# Task description
Copy all the entries below, switching each "Target" to "Label" and keeping everything else the same. Don't include the pictures in your copy.

# Information provided
____

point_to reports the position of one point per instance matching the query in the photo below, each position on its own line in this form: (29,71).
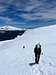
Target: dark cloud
(28,11)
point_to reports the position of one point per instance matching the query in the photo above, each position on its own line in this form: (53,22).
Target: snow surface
(14,59)
(8,27)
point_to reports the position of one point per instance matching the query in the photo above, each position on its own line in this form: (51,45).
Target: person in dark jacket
(37,51)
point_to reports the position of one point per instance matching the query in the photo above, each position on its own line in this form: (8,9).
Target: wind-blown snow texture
(14,59)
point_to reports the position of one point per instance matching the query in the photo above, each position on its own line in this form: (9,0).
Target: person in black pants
(37,52)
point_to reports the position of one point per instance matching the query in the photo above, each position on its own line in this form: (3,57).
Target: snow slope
(8,27)
(14,59)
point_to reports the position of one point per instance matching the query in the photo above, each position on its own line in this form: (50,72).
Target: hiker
(37,51)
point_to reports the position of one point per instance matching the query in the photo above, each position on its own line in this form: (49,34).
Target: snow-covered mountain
(14,59)
(8,27)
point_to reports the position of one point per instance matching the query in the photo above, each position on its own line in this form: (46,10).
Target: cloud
(24,11)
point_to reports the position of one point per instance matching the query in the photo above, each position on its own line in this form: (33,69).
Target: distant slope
(14,59)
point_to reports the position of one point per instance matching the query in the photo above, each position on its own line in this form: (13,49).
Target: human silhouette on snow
(37,52)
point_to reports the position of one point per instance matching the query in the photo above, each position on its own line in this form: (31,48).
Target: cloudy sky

____

# Exercise answer
point_to reports the position of one point per instance matching the query in the photo below, each position on its own line in this form: (29,71).
Label: dark cloud
(28,11)
point_to reports the position of one point per instance matching the query in the photo above, each position on its own line in this form: (53,22).
Label: snow surface
(14,59)
(8,27)
point_to reports the position of one point per instance matching the query in the photo above, each position on its own line in this form: (51,45).
Label: person in dark jacket
(37,51)
point_to reports the position of one point per instance matching the query in the photo above, each position on its own line in this form: (8,9).
Label: wind-blown snow texture
(14,59)
point_to reports the position of one point per instance matching the query in the photo above, each position on its own line in this form: (9,0).
Label: person in black pants
(37,52)
point_to reports the position of one point per instance matching the query in the photo above, each position on its own line in this form: (3,57).
Label: snow slope
(8,27)
(14,59)
point_to reports the position of one point per instance matching the query in the photo above, each position on its own line in this form: (50,72).
Label: hiker
(37,51)
point_to reports the position of one point per instance matching the query in the photo above, each position on its own line in this form: (49,34).
Label: snow-covered mountain
(14,59)
(8,27)
point_to reports the position of one point per instance matching the query in the photo above, each position on its own line in this form: (46,10).
Label: cloud
(24,11)
point_to reports the position of one point per instance matching the query in the photo above, each position on its own line in this form: (33,69).
Label: distant slope
(14,59)
point_to reports the position of one point per instance matching the query in the photo above, each position on its own line in this form: (13,49).
Label: human silhouette on snow
(37,52)
point_to reports the position of one point per instance matching the query in the photo above, each position on its own line in this form: (31,48).
Label: cloudy sky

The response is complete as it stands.